_WORK TO DO_:
In the records below, how many lines contain the word "spine"? Reply with the number only.

Dataset entries
-- -- --

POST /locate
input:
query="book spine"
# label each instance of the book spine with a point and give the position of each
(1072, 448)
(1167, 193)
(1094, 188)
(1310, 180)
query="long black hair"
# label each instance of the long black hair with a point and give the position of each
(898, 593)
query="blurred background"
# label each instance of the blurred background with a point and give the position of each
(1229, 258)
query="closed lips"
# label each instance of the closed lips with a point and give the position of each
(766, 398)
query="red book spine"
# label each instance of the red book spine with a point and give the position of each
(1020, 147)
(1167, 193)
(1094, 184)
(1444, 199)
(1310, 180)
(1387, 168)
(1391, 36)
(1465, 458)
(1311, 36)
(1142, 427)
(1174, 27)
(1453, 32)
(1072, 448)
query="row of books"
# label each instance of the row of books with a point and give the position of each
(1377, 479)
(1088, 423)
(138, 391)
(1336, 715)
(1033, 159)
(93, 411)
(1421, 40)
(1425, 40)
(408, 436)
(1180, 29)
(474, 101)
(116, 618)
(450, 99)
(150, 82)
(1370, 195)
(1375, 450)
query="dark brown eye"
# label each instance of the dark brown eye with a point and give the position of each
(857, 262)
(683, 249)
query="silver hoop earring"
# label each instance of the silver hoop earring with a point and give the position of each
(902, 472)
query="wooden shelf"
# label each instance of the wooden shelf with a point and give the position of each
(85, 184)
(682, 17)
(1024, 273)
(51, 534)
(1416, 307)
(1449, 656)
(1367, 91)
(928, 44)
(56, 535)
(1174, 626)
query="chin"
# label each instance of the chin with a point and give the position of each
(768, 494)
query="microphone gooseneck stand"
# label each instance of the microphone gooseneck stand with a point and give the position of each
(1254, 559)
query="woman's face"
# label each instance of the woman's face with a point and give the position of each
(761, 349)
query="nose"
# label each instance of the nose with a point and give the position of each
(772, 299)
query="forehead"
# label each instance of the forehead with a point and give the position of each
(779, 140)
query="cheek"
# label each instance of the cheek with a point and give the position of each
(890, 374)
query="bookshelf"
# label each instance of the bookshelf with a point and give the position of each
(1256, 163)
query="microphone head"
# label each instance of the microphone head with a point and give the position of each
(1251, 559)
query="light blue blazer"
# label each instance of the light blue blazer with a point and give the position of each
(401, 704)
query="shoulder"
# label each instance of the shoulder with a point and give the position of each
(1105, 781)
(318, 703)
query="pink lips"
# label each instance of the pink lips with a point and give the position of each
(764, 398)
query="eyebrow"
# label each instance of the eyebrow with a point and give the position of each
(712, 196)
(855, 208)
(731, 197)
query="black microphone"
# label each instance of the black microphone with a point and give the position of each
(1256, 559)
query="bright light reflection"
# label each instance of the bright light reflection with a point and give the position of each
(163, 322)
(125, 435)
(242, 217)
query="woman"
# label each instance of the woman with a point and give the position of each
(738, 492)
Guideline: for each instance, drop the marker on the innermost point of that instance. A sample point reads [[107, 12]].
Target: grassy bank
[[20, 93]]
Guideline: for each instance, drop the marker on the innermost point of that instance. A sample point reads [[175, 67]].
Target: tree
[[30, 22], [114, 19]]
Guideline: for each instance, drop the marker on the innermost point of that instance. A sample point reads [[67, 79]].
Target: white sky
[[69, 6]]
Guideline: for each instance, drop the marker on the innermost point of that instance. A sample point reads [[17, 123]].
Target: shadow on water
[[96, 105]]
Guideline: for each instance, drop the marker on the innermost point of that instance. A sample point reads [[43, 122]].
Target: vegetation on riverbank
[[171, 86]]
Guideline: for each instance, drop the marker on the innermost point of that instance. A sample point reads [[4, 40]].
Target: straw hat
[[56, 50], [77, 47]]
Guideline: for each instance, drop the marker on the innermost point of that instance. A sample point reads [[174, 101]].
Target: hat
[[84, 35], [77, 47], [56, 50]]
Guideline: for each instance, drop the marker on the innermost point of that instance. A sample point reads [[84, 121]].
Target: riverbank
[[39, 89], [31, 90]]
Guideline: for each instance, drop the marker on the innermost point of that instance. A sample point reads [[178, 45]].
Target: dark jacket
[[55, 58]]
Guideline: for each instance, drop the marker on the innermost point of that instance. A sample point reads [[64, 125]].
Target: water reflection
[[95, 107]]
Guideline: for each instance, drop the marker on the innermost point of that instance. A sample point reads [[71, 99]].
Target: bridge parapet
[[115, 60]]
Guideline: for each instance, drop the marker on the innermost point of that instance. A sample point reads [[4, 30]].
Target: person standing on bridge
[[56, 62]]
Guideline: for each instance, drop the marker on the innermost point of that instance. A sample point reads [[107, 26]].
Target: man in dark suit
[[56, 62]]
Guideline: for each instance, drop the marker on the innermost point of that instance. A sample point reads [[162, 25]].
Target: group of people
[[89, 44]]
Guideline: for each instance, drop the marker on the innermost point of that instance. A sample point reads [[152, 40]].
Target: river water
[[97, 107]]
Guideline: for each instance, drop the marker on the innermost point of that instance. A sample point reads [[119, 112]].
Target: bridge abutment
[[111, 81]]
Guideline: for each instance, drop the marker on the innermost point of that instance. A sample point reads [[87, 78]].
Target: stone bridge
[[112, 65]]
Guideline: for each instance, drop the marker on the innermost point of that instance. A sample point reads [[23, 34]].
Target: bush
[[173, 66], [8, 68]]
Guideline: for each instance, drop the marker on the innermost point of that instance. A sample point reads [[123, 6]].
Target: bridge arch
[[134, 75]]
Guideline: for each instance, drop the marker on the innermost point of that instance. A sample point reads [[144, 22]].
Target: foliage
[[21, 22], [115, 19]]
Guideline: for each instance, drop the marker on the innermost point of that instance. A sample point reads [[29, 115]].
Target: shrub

-- -- --

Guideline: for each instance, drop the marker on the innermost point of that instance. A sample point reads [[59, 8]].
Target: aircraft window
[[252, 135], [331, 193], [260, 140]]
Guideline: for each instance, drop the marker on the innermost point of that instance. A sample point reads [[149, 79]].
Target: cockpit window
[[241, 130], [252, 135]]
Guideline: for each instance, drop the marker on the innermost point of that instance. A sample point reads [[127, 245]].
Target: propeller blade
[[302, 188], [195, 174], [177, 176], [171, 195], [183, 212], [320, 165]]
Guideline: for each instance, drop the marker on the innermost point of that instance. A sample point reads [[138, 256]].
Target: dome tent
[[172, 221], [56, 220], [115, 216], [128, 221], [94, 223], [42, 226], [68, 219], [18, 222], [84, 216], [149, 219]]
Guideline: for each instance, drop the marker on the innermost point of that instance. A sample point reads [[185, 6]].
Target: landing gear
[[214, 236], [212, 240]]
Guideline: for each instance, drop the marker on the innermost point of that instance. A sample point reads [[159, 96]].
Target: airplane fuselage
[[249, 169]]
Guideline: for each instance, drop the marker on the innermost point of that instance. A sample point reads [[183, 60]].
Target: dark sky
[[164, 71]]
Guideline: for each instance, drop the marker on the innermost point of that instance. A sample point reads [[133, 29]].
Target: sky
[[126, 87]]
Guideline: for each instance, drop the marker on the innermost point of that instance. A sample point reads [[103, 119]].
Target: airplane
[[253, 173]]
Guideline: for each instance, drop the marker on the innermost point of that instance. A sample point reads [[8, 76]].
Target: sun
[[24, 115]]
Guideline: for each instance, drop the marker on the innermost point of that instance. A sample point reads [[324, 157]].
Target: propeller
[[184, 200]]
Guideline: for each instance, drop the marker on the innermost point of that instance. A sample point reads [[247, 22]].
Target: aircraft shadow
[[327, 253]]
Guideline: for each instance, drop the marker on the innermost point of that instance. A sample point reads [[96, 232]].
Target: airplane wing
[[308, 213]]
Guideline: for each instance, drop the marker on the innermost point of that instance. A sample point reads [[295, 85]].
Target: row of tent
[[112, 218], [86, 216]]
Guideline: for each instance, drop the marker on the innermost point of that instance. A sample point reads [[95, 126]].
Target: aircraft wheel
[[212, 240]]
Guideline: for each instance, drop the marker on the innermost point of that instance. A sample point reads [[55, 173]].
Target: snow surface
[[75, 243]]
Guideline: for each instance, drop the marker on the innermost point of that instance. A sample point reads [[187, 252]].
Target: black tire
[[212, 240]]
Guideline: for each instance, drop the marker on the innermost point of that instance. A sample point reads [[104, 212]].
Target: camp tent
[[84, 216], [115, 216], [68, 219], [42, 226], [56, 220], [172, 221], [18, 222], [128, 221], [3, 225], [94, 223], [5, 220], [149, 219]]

-- -- --

_RESPONSE TO THIS EXERCISE_:
4